● **SUPPLIED DATA**:
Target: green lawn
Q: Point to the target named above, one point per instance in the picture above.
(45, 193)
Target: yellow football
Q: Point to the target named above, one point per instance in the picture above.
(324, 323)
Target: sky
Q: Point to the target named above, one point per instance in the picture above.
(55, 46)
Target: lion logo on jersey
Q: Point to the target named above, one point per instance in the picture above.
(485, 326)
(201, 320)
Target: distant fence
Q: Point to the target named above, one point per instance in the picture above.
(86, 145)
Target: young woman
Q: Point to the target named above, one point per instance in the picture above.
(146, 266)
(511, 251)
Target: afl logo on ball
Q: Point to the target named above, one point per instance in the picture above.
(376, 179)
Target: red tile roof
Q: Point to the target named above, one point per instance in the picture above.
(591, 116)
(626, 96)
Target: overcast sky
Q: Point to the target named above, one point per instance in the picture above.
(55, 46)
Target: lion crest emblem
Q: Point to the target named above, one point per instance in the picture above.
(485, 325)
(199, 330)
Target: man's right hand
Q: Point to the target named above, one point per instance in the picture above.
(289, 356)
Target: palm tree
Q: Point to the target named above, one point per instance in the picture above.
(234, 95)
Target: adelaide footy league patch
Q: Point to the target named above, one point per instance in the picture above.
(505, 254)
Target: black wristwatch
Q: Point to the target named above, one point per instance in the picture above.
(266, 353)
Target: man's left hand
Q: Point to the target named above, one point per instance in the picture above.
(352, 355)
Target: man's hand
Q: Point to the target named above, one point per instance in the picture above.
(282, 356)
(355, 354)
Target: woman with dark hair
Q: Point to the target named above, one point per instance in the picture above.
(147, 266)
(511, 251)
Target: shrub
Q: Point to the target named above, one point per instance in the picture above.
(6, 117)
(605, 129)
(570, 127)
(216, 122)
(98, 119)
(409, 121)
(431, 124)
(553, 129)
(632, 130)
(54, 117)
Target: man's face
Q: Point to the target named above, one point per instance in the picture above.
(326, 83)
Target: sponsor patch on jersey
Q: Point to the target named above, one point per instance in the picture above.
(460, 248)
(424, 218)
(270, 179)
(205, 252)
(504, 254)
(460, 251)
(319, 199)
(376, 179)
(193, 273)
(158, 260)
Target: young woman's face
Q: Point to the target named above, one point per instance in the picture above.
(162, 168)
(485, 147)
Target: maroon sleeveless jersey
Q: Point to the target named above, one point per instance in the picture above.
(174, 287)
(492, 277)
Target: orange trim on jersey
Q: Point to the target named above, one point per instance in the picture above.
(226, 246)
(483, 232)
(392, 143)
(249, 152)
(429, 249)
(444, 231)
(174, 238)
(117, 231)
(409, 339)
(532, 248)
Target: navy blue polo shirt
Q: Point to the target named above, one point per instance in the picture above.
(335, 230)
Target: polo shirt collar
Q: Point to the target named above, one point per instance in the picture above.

● **WHAT IS EXPECTED**:
Pull every line containing "woman" out of the records.

● **ANSWER TO THE EXERCISE**:
Target: young woman
Target: woman with dark hair
Target: young woman's face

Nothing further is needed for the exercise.